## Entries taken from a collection
--- BEGIN ---

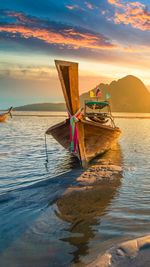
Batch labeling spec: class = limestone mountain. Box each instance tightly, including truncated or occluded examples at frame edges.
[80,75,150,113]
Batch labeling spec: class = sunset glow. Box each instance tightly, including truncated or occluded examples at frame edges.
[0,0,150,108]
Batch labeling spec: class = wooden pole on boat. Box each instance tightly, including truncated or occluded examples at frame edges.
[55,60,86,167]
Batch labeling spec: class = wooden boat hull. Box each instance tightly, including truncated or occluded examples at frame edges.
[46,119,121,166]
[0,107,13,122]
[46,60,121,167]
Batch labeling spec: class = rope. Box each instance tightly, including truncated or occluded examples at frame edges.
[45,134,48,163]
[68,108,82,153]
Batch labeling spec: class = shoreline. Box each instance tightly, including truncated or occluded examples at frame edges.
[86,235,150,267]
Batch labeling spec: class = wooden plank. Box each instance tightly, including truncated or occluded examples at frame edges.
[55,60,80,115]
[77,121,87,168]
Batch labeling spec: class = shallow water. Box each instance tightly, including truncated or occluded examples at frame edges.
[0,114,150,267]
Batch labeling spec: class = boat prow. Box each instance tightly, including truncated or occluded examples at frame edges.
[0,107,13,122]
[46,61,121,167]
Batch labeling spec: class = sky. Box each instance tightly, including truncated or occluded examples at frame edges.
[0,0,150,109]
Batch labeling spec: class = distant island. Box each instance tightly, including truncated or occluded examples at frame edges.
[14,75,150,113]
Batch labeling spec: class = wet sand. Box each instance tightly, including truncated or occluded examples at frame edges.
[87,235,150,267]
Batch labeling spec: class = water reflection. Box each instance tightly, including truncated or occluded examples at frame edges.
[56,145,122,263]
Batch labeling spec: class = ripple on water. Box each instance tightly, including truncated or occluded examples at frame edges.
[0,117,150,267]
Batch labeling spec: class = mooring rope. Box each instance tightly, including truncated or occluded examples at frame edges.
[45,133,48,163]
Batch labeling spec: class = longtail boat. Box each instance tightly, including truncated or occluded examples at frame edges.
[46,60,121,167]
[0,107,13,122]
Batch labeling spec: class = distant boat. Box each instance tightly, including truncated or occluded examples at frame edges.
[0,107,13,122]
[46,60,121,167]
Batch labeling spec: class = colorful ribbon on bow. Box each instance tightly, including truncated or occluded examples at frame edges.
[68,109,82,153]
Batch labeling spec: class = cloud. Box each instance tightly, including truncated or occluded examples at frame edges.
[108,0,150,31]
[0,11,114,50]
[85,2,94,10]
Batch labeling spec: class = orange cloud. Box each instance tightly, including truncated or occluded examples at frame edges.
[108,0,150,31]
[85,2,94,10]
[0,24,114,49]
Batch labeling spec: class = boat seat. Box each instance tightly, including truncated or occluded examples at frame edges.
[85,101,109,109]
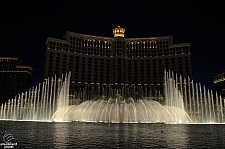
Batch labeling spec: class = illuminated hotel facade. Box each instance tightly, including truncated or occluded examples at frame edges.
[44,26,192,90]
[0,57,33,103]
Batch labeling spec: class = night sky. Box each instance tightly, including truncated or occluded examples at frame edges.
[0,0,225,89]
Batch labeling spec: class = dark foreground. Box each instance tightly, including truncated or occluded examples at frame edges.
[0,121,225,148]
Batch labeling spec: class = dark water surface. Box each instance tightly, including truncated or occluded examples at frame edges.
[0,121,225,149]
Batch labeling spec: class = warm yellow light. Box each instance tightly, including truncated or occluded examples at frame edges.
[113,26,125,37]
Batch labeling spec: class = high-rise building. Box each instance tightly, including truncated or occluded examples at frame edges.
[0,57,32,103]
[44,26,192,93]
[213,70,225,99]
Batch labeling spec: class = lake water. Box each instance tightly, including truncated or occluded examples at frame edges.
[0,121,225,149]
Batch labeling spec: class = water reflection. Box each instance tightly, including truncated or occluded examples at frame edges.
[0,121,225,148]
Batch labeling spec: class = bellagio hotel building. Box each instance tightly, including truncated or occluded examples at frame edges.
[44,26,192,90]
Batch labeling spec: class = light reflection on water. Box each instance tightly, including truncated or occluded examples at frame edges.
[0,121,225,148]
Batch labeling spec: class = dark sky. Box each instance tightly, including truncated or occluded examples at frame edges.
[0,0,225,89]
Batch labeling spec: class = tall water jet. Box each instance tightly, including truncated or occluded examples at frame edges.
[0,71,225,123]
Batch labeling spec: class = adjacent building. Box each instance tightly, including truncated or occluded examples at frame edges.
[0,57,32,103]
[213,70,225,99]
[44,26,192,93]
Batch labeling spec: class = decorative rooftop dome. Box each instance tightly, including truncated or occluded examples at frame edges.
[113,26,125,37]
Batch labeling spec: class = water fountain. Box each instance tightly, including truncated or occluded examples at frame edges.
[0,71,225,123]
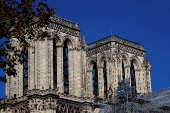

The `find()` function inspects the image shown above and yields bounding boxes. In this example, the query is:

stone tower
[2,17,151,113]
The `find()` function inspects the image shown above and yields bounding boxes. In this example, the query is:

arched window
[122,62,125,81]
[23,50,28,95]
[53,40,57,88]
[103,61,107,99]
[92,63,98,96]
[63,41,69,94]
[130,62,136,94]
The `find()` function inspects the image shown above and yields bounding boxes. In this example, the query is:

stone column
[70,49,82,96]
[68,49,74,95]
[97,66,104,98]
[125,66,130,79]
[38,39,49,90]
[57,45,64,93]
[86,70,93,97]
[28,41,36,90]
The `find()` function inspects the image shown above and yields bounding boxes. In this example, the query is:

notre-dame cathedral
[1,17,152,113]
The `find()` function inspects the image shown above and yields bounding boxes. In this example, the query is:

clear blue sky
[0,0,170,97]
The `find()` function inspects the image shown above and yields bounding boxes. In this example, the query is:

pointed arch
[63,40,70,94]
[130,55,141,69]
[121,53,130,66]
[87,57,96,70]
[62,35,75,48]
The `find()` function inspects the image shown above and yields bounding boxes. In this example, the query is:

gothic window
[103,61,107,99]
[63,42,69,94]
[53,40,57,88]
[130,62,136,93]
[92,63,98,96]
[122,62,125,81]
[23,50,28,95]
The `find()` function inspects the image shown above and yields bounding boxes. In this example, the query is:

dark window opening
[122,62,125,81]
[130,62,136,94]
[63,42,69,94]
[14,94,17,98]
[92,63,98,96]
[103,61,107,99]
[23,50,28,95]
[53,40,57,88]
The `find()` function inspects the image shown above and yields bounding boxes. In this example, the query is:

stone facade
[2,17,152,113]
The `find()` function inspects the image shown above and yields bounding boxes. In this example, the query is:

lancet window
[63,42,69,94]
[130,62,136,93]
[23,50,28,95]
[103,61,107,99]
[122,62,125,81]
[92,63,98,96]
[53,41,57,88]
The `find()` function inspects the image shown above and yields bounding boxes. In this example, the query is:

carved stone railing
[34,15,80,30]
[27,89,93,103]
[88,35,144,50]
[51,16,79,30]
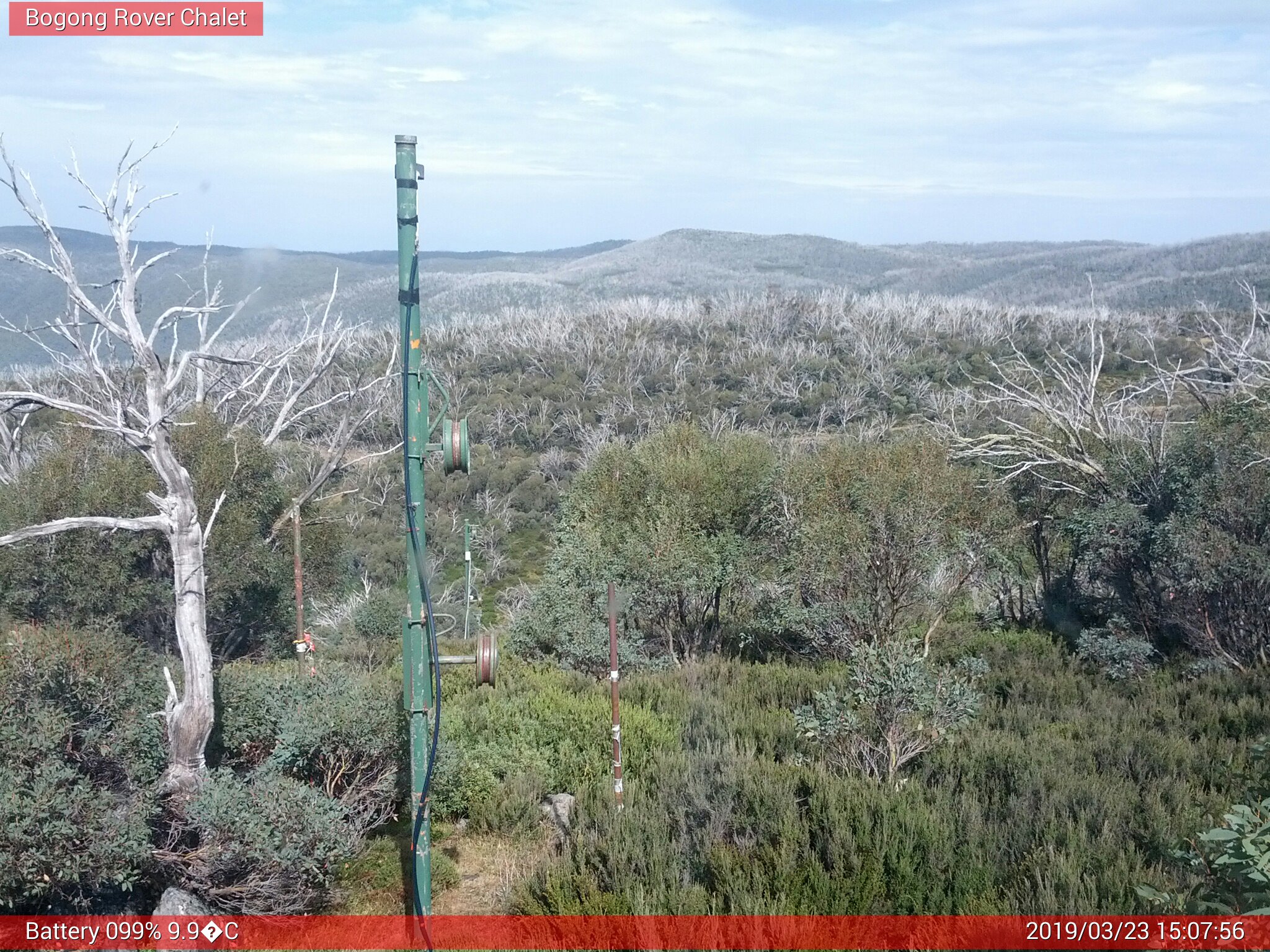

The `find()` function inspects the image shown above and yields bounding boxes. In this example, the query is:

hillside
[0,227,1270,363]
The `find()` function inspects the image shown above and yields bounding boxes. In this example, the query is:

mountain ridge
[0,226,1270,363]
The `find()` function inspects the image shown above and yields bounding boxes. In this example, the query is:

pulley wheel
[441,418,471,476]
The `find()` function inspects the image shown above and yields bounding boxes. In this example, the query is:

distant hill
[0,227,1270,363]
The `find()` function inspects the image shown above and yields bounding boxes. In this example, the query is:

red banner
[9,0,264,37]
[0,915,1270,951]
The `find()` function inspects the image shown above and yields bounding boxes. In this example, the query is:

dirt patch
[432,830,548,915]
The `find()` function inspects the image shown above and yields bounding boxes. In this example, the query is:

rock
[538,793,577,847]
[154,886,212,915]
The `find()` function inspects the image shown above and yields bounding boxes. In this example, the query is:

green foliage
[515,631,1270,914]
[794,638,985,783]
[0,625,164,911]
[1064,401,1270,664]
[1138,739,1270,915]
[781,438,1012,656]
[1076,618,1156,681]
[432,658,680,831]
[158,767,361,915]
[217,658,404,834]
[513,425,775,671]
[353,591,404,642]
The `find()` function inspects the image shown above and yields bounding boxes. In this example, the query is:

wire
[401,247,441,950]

--- END ---

Find every line in the data that contains the word "distant" and copy each such line. Case counts.

## REPLY TO THE TASK
Batch labeling spec: class = distant island. Box each instance tightly, including truncated or occluded examples at frame edges.
Batch labeling spec: class = distant boat. Box each instance tightly, including truncated or occluded examples at frame edges.
distant hill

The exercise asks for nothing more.